| Texte fourni |
########

Devrait-on voyager en Europe actuellement, voire en Italie, par les temps qui courent ? La réponse dépend surtout de votre propre coronaxiété, parce qu’objectivement, il est sans doute plus risqué de se rendre en voiture à l’aéroport que d’attraper le COVID-19 en Europe.
L’Europe, c’est à peu près 750 millions de citoyens, parmi lesquels on retrouve actuellement environ 800 personnes affectées par le virus (toutes isolées), donc environ une sur un million.
Même si toutes ces personnes se promenaient partout, vous auriez bien peu de risque d’en rencontrer une. Et elle devrait encore réussir à vous infecter (ce qui n’apparaît pas si facile pour ce virus). Au Hubei, en Chine, une petite province comptant 58 millions d’habitants, seulement une personne sur 1000 est infectée, après tout.
Le risque de voyager n’est pas nul (ne peut l’être), mais il est infime. Et il demeurera sans doute très bas dans les sociétés où on arrive assez facilement à identifier, isoler et soigner les cas.
Et chez nous
Au Canada, où on n’a trouvé jusqu’ici 14 cas, tous isolés ou guéris, le risque est encore plus faible, ce qui n’empêche pas beaucoup de gens d’être coronanxieux.
Parce que la peur se répand souvent plus vite que le virus, sans doute le souvenir diffus des grandes épidémies qui ont mis à mal les humains au fil des siècles. Pour preuve, cette expulsion, malgré l’avis de deux médecins, d’un bébé ayant pris place sur un vol qui présentait des symptômes de rhumes ou de grippe. Une absurdité: s’il faut qu’on interdise l’avion à tous les enrhumés, on n’est pas sorti de l’auberge.
Les développements internationaux récents ont toutefois poussé jeudi les autorités de santé publique à modifier au Québec la définition des patients à risque pour en élargir les frontières (cette invention humaine dont les virus n’ont cure, c’est le cas de le dire). Dans nos établissements, on distribue ces instructions et les mises à jour sur une base régulière.
On peut voir que ce ne sera pas une mince tâche, parce que beaucoup de gens pourraient répondre dorénavant à cette définition élargie. Même si la probabilité de retrouver un cas réel parmi tous les grippés (nombreux actuellement) qui consulteront est plutôt réduite.
Cette charge pourrait avoir des impacts rapides dans nos urgences, puisque si un patient consulte pour un syndrome viral et revient d’un voyage d’Italie, il devra être considéré comme un cas de COVID-19 jusqu’à preuve du contraire, isolé de manière stricte et dépisté au moyen de tests appropriés.

########

| Données disponibles |
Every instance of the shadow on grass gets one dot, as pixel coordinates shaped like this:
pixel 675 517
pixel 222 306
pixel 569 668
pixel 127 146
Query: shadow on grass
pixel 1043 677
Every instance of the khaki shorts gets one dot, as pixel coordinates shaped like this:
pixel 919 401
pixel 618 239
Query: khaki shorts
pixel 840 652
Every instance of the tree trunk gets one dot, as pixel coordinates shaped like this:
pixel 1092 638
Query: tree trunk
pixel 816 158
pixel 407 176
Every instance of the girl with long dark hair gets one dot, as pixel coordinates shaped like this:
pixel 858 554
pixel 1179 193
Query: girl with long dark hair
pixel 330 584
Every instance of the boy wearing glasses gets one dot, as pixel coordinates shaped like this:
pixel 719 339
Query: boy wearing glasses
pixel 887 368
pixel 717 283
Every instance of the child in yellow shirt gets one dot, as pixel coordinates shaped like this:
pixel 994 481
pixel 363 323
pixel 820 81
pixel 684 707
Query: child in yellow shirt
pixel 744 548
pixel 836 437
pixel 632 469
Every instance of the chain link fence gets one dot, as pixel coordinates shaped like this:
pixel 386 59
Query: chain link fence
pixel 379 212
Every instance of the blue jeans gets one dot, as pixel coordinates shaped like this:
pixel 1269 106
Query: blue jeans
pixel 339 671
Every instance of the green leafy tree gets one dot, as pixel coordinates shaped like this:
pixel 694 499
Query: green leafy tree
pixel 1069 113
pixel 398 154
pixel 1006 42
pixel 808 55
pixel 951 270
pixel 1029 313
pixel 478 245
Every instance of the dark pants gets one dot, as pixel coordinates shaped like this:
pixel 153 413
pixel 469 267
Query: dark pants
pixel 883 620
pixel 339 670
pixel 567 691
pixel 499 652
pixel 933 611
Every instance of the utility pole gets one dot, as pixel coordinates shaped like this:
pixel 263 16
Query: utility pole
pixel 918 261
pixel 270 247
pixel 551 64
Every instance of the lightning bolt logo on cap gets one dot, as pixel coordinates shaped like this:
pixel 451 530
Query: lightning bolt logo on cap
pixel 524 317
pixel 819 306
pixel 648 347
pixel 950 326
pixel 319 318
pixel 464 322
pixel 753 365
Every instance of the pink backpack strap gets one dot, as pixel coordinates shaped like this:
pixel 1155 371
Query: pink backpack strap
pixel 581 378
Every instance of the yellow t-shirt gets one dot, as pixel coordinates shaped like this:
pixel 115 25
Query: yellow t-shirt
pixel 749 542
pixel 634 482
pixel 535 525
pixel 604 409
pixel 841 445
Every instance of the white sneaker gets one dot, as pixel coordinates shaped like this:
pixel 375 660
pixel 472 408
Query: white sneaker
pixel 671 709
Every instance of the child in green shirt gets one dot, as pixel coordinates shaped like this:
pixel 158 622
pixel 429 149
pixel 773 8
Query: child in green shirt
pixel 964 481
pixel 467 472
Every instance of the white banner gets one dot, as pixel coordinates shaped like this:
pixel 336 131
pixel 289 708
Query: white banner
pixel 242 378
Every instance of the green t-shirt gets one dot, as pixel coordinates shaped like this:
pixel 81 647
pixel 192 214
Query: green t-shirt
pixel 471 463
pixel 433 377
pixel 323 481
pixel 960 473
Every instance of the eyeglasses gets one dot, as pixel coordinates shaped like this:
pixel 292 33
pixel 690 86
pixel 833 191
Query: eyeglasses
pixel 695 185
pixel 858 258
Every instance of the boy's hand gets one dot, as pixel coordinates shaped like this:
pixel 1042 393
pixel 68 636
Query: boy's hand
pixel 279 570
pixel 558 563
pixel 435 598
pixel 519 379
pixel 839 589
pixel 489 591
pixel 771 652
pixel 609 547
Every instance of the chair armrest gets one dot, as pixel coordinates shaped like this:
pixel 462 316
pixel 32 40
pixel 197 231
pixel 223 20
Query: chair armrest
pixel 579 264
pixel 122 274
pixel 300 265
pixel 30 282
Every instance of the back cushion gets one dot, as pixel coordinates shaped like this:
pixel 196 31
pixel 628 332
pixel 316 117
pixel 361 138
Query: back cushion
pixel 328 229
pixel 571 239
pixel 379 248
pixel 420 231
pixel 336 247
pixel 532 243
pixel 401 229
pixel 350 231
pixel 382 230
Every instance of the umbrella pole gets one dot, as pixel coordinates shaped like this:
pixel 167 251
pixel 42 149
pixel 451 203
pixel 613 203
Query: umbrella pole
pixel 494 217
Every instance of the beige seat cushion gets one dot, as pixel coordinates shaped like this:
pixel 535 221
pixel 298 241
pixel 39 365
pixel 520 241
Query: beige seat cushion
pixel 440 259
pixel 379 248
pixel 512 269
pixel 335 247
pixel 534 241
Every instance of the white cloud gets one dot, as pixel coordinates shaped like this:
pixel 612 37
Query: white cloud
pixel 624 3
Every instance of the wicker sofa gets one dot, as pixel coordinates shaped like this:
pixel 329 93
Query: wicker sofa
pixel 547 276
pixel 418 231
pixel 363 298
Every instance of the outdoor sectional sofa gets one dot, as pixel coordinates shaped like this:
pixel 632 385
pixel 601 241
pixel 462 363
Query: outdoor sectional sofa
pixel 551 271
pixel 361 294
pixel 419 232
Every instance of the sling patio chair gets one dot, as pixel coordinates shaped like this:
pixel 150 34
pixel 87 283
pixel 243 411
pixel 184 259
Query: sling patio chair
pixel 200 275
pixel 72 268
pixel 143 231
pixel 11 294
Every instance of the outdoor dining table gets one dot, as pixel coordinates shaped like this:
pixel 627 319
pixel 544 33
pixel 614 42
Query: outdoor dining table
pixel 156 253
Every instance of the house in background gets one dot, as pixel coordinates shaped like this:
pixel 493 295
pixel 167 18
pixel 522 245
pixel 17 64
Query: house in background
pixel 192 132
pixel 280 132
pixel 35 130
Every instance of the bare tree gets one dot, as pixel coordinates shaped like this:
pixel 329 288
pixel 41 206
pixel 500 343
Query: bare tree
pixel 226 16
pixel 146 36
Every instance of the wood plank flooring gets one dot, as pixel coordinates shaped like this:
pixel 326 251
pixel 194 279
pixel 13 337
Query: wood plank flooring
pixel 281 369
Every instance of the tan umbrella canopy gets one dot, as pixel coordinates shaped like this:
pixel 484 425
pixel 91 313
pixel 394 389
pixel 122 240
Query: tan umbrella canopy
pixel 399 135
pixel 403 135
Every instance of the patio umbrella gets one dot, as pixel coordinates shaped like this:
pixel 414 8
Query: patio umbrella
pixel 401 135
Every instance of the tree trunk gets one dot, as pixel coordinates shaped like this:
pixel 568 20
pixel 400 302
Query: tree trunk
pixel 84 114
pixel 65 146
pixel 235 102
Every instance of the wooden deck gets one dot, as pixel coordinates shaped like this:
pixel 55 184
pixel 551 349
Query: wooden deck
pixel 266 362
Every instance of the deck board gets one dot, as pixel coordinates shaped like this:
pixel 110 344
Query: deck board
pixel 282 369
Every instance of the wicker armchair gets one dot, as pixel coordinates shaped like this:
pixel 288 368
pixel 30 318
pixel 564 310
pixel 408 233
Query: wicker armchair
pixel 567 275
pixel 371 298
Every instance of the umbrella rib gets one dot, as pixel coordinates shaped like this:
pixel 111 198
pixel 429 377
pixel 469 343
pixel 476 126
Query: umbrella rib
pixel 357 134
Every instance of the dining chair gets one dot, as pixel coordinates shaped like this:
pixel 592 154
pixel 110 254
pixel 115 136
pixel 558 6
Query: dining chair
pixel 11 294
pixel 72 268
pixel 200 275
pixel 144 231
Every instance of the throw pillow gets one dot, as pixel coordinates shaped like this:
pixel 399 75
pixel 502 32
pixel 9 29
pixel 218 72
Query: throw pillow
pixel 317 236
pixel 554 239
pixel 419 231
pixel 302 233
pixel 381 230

########

| Tâches à faire |
A: Extrayez du texte sur le COVID-19 le passage commençant à « Parce que la » et se terminant à « une base régulière. ».
B: D'après le texte sur le COVID-19, répondez aux questions suivantes :
(i) Combien de citoyens l'Europe compte-t-elle à peu près ?
(ii) Quelle proportion des habitants du Hubei est infectée ?
(iii) Qu'ont modifié jeudi les autorités de santé publique au Québec ?
C: Pouvez-vous poursuivre le texte sur le COVID-19 et les voyages à partir de l'endroit où il s'arrête ?
Les lignes forment un matériel distinct, indépendant du texte.

| Réponses attendues |
A:
Parce que la peur se répand souvent plus vite que le virus, sans doute le souvenir diffus des grandes épidémies qui ont mis à mal les humains au fil des siècles. Pour preuve, cette expulsion, malgré l’avis de deux médecins, d’un bébé ayant pris place sur un vol qui présentait des symptômes de rhumes ou de grippe. Une absurdité: s’il faut qu’on interdise l’avion à tous les enrhumés, on n’est pas sorti de l’auberge.
Les développements internationaux récents ont toutefois poussé jeudi les autorités de santé publique à modifier au Québec la définition des patients à risque pour en élargir les frontières (cette invention humaine dont les virus n’ont cure, c’est le cas de le dire). Dans nos établissements, on distribue ces instructions et les mises à jour sur une base régulière.

B:
(i) Environ 750 millions de citoyens.
(ii) Seulement une personne sur 1000.
(iii) La définition des patients à risque, afin d'en élargir les frontières.

C:
Les effets éventuels d’une telle pression sur nos systèmes de santé déjà poussés à la limite en temps normal et sous tension en ces temps de grippe « ordinaire » pourraient rendre la tâche des soignants bien difficile, c’est le moins qu’on puisse dire. Même s’il y aura beaucoup plus de cas suspects que de cas réels. Parce que les cas suspects, il faut quand même s’en occuper au début comme des cas réels…
De l’espoir?
Ce qui donne un peu d’espoir, c’est non seulement le bon niveau de préparation des systèmes de santé, mais aussi la rapidité de la riposte des chercheurs suite à l’apparition du nouveau coronavirus, beaucoup plus rapide et systématique qu’au moment du SRAS, par exemple, aidé en cela par les développements technologiques soutenus des deux dernières décennies.
Ainsi, non seulement le virus a été rapidement séquencé génétiquement, mais les laboratoires se sont attardés, beaucoup plus rapidement qu’on ne le prévoyait, à développer des vaccins, dont certains en France et en Australie sont pratiquement prêts à être testés. Ce n’est pas une garantie de succès, mais ça donne au moins une idée de la bonne marche des choses, même si on parle d’au moins 6 mois pour qu’un vaccin soit disponible.
Du côté des traitements, toujours rien en vue, mais on s’active également en recherche, notamment chez nous, alors que par exemple le renommé chercheur Michel Chrétien a proposé de tester dans un cadre scientifique certains composés végétaux pouvant s’avérer intéressant pour lutter contre le virus. Rien n’est cependant encore prouvé, même si on a détourné la proposition du chercheur pour mousser des ventes.
Bref, il faut agir par tous les moyens afin de répondre le mieux possible à cette menace à qui on souhaite de se retrouver plutôt dans les mauvais souvenirs que dans nos hôpitaux. Vous l’avais-je déjà dit ? C’est une histoire à suivre.